== Supplied data

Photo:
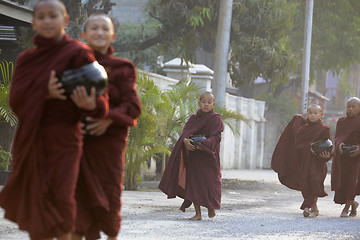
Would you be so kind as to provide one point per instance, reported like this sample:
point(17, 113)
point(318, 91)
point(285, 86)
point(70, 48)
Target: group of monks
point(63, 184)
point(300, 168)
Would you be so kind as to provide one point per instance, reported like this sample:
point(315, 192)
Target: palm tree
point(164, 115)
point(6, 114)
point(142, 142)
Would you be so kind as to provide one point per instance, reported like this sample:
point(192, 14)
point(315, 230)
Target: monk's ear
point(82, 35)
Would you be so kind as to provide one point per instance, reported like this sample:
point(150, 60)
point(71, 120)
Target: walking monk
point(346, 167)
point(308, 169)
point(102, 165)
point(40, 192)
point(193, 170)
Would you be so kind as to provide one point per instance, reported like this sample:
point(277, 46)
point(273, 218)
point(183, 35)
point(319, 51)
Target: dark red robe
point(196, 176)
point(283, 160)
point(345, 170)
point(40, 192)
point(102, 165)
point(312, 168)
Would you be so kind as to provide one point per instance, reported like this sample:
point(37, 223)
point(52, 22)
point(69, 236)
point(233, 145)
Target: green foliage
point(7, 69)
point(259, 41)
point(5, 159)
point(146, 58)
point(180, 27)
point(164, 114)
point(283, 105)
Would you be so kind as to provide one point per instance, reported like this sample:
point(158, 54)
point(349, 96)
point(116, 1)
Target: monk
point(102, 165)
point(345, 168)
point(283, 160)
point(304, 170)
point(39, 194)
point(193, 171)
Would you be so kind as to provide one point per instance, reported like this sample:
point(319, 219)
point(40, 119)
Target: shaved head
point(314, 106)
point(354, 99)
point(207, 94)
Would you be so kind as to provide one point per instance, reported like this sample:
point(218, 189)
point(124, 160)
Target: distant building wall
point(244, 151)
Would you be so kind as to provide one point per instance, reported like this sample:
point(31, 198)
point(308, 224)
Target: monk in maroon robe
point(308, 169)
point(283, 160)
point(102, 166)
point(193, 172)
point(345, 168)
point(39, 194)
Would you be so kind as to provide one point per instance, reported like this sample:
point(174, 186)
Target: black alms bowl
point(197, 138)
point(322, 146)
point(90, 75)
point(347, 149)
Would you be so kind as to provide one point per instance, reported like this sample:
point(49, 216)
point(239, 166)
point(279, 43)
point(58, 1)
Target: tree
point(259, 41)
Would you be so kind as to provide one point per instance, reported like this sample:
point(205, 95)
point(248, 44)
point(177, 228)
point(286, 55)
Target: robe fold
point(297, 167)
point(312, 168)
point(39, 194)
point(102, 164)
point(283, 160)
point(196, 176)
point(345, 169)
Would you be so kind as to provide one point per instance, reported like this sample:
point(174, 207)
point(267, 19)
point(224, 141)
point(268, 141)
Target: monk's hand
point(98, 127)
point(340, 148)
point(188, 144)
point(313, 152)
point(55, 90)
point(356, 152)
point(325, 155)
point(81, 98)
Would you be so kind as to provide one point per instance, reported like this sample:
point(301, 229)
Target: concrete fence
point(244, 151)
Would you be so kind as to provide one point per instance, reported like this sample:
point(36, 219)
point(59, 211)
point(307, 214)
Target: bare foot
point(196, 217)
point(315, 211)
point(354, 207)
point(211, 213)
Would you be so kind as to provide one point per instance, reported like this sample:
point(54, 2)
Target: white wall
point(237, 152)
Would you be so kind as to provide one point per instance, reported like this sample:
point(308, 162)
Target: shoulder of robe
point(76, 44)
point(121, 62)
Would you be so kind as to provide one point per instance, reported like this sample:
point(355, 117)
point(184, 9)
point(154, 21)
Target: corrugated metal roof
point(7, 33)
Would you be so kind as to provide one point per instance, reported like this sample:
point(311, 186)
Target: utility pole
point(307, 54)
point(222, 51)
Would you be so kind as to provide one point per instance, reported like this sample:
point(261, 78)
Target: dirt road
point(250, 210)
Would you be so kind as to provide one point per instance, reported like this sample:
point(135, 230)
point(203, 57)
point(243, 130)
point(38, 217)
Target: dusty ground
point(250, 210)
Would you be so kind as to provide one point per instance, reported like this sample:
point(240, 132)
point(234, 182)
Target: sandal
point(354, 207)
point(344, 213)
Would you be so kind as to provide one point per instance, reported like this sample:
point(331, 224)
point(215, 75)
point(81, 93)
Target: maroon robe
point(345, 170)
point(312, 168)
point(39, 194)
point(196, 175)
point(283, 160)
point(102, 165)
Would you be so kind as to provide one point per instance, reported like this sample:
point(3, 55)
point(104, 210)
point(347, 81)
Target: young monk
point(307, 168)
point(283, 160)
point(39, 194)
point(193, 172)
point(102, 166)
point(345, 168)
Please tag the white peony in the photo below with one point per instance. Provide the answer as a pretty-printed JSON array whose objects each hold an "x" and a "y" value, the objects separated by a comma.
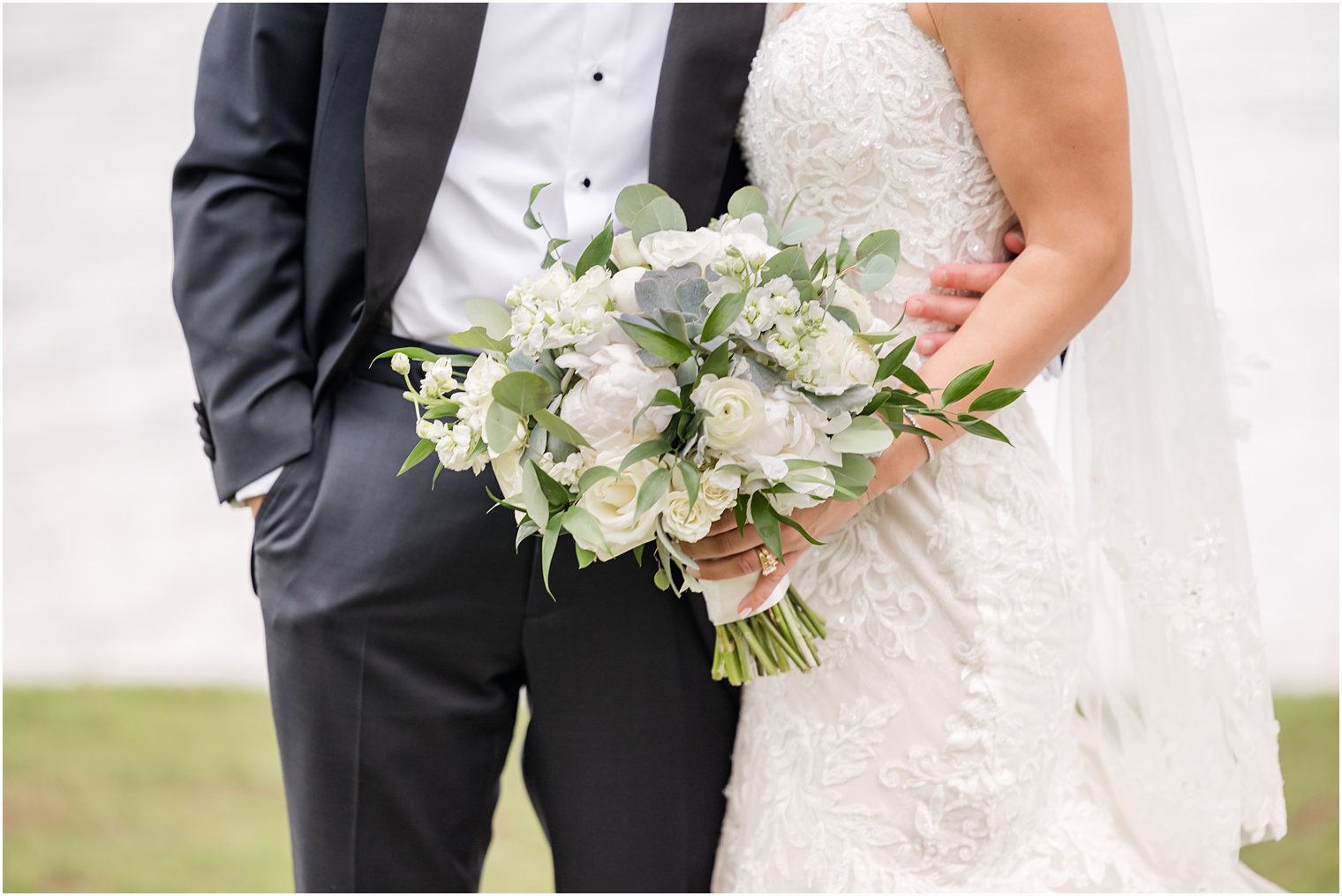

====

[Task requirements] Reproduce the full material exactly, excluding the pictures.

[Reply to the exercise]
Photo:
Would you be so kind as to provide one point per instance, reported like this sample:
point(17, 113)
point(318, 91)
point(285, 86)
point(70, 48)
Target: group of monks
point(63, 184)
point(300, 168)
Would you be so kind as to provide one point per instance, reported like this sample:
point(315, 192)
Target: palm tree
point(164, 115)
point(6, 114)
point(142, 142)
Would you be so kind as to provide one point per instance, reported like this sample:
point(192, 14)
point(315, 230)
Target: monk's ear
point(82, 35)
Would you be so kind as to provide one point per instance, reported like this sample:
point(150, 60)
point(71, 120)
Target: walking monk
point(346, 167)
point(308, 169)
point(102, 165)
point(40, 192)
point(193, 170)
Would you be so kind as to provide one point per instance, reported like this sample:
point(277, 46)
point(273, 218)
point(183, 35)
point(319, 51)
Target: dark red robe
point(196, 176)
point(283, 160)
point(345, 170)
point(40, 192)
point(102, 165)
point(312, 168)
Would you be so kind as to provide one point per instance, reported like this sample:
point(37, 223)
point(52, 22)
point(69, 236)
point(233, 145)
Target: green foliage
point(7, 69)
point(259, 41)
point(5, 159)
point(146, 58)
point(180, 27)
point(164, 114)
point(283, 105)
Would you be so kind as to provide one point per instance, reported like this sample:
point(158, 54)
point(349, 96)
point(116, 1)
Target: monk
point(102, 165)
point(345, 168)
point(283, 160)
point(304, 170)
point(39, 194)
point(193, 171)
Would you be so kind as to provide one point per instance, reported like this sample:
point(319, 219)
point(40, 119)
Target: shaved head
point(314, 106)
point(354, 99)
point(207, 94)
Would you be so kind as to provide one point per instance, reported like this sample:
point(218, 189)
point(124, 160)
Target: distant building wall
point(244, 151)
Would you be so kind as to provide one point per instance, reported like this sample:
point(31, 198)
point(308, 224)
Target: monk in maroon robe
point(308, 169)
point(283, 160)
point(102, 166)
point(193, 172)
point(345, 168)
point(39, 194)
Would you be so kind as to provide one point per instance, reported like this sample:
point(174, 186)
Target: black alms bowl
point(197, 138)
point(322, 146)
point(90, 75)
point(347, 149)
Would you be so kind as to provide one point per instance, reported like this sample:
point(49, 216)
point(239, 166)
point(279, 43)
point(58, 1)
Target: tree
point(259, 41)
Would you be so kind as to provide one point per instance, reported like this sample:
point(205, 95)
point(248, 44)
point(177, 228)
point(286, 55)
Target: robe fold
point(297, 167)
point(312, 168)
point(39, 194)
point(102, 164)
point(283, 160)
point(196, 176)
point(345, 169)
Would you be so kind as to provide one point per instance, reported like this sample:
point(174, 207)
point(267, 19)
point(224, 141)
point(268, 141)
Target: monk's hand
point(98, 127)
point(340, 148)
point(188, 144)
point(313, 152)
point(55, 90)
point(356, 152)
point(325, 155)
point(81, 98)
Would you be so kind as to provide one point per instance, reported like this sample:
point(301, 229)
Target: concrete fence
point(244, 151)
Would you be so kind as to provide one point per instance, reported like this sample:
point(36, 219)
point(59, 211)
point(307, 214)
Target: bare foot
point(196, 217)
point(315, 211)
point(354, 207)
point(211, 213)
Would you be so kind as to provide one point per instance, reported like this sample:
point(54, 2)
Target: white wall
point(237, 152)
Would you be so kind as to provide one point per instance, reported like this sample:
point(308, 162)
Target: shoulder of robe
point(76, 44)
point(121, 62)
Would you be so kind as to provide one point per instance, reported like this sample:
point(355, 117)
point(184, 9)
point(154, 21)
Target: corrugated metal roof
point(7, 33)
Would you be so kind as to provide one point per instance, reported like this sample:
point(311, 186)
Target: utility pole
point(307, 54)
point(222, 51)
Would you be so kind as to provide one point per instance, reported like this sample:
point(261, 78)
Target: dirt road
point(250, 210)
Would you be so kind as to provide one point per instance, reported like this sample:
point(135, 230)
point(203, 57)
point(243, 130)
point(38, 217)
Target: dusty ground
point(250, 210)
Would you be so kind as to provide one point per instance, reported like this sample:
point(240, 132)
point(234, 182)
Target: sandal
point(354, 207)
point(344, 213)
Would you be so kind as to provide one point per instance, reported like this sample:
point(331, 224)
point(215, 75)
point(81, 93)
Target: maroon robe
point(345, 170)
point(312, 168)
point(39, 194)
point(196, 175)
point(283, 160)
point(102, 165)
Would you be so kind as to provide one point per instance, reported like this sample:
point(3, 55)
point(104, 210)
point(347, 81)
Target: young monk
point(307, 168)
point(283, 160)
point(39, 194)
point(193, 172)
point(102, 166)
point(345, 168)
Please tag the white peony in the photo below with one point per instance. Provide the answer as a pretty-printed JSON array whose objects each hold an "x" and a "y" value, the objects separated by a comma.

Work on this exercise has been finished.